> **WRITTEN PROBLEM A**: In the text on venture capital partnerships, how many companies does Dom say are in the firm's portfolio?

> **TEXT SECTION**:

══════════

Domenic Perri headshot

Different firms focus on many different stages of venture funding. Dom’s viewpoint comes from early-stage investing. “We’ve been doing this for about six years now. Of the thirty companies in our portfolio, there’s a set that’s scaling and another set that’s early in their journey. Helping them can be done in many different ways. That’s where relationships come into play.”

Dom focuses on three main “genres” of partnerships between business development professionals and VC firms. “First is general relationship building. It’s good to meet new people and build relationships not only when you need something. Doing a healthy amount of getting to know people and looking for opportunities to help each other is always good for any business development or VC professional. We aim to have a broad network. I regularly talk to business development leaders, product and engineering leaders, CEOs, CIOs, and more.”

Out of the general relationship building comes the other two genres of partnerships. “VC firms can be an excellent source of new information and ideas. As a business development professional, you can lean on us to help sharpen your strategy and further inform the rest of your work. VCs also enjoy hearing what’s top-of-mind for you, as this can lead to unique ways to work together.”

══════════

> **RECORD LIST**:

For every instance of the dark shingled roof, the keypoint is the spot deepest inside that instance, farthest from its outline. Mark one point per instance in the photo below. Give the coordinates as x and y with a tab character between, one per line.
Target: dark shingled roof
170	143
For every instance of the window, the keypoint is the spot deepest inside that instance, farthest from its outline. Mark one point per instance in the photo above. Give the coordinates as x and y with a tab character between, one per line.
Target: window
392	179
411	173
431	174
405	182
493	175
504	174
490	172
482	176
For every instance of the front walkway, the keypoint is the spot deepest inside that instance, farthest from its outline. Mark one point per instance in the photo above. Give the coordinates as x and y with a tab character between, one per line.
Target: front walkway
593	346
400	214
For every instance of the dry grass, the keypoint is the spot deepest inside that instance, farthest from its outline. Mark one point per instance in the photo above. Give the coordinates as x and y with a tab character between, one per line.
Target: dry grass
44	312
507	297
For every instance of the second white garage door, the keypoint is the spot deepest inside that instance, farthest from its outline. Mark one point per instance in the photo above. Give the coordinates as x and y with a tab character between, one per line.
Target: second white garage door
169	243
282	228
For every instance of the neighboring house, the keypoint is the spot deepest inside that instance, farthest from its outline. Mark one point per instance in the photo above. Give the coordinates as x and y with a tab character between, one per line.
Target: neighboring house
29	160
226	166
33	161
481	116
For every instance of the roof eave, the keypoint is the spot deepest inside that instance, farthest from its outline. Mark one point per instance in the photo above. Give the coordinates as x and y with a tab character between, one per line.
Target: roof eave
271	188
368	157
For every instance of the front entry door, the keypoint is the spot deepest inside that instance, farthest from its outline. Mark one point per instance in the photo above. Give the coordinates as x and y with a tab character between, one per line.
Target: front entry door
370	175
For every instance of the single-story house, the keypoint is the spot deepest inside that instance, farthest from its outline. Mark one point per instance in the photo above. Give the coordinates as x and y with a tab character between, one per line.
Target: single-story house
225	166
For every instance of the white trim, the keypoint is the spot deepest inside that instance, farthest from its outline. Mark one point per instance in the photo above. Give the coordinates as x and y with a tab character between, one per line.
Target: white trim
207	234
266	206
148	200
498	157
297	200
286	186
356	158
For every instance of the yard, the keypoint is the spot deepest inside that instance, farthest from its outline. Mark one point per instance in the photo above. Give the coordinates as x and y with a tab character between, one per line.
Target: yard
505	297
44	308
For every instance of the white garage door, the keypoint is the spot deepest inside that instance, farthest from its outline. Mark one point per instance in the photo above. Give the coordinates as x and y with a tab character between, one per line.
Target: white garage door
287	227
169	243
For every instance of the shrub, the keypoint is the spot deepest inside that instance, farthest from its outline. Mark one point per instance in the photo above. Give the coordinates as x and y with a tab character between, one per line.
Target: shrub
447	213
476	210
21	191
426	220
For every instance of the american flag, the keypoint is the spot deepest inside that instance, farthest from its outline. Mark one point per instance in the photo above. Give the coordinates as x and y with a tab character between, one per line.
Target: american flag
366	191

══════════

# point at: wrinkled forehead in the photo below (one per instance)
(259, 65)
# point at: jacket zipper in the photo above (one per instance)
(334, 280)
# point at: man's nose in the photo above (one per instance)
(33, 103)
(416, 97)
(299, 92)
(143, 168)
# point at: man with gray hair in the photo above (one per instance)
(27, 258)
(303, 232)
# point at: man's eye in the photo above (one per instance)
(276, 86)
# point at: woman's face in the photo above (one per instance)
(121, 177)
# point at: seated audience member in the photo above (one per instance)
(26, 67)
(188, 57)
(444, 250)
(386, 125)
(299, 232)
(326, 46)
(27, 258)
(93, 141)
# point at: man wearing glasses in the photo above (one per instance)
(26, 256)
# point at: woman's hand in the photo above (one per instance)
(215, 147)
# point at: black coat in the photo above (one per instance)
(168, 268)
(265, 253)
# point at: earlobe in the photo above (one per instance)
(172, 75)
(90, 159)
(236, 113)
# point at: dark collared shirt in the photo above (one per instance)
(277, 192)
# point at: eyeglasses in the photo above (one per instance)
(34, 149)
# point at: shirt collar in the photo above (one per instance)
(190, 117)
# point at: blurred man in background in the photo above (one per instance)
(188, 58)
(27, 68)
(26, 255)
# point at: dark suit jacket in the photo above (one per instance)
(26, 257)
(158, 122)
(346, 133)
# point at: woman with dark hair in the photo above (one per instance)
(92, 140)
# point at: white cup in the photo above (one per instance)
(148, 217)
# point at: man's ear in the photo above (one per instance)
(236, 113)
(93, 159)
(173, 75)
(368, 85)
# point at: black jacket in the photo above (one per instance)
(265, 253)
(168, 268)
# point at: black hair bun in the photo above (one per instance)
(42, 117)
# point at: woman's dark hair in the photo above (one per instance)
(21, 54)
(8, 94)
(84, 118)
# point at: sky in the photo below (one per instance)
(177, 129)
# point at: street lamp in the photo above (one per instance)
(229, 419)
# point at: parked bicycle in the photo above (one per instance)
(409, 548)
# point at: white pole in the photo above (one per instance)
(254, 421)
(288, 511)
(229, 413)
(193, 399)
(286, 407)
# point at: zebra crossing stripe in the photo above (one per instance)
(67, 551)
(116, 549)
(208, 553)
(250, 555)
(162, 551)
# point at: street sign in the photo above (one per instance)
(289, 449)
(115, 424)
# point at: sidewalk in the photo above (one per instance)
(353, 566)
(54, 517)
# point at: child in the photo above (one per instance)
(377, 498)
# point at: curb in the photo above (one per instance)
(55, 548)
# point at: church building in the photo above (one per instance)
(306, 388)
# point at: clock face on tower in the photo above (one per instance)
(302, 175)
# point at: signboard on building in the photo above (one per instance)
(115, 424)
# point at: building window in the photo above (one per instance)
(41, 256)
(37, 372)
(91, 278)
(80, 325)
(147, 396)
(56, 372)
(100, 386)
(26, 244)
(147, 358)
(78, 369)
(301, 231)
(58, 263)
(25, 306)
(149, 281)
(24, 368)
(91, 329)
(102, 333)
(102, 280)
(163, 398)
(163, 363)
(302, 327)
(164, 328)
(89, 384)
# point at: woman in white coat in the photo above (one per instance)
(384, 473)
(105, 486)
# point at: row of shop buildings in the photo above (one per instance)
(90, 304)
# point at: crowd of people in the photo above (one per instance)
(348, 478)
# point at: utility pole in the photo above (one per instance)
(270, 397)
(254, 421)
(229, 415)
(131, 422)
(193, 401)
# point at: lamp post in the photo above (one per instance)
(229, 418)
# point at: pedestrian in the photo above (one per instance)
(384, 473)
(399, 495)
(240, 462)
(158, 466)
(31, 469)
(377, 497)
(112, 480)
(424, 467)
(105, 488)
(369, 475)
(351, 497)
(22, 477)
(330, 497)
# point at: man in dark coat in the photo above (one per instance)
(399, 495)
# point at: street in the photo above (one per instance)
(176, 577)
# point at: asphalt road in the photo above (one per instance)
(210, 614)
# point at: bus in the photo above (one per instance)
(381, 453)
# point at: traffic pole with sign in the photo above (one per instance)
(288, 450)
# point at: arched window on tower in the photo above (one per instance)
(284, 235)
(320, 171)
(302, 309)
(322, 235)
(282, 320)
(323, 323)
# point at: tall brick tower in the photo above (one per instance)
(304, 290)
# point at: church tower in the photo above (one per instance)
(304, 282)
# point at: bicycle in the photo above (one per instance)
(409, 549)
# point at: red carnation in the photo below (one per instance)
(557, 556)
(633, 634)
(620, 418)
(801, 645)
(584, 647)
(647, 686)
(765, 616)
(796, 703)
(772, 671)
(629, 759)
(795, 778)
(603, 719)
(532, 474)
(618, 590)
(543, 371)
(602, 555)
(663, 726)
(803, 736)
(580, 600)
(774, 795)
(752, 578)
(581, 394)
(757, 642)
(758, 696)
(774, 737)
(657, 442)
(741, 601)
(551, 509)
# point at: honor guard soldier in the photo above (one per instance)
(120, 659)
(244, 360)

══════════

> **WRITTEN PROBLEM B**: Count the lines in the records above that contain the word "church". Reply with the number only.

> **FINAL RESULT A**: Thirty.

> **FINAL RESULT B**: 2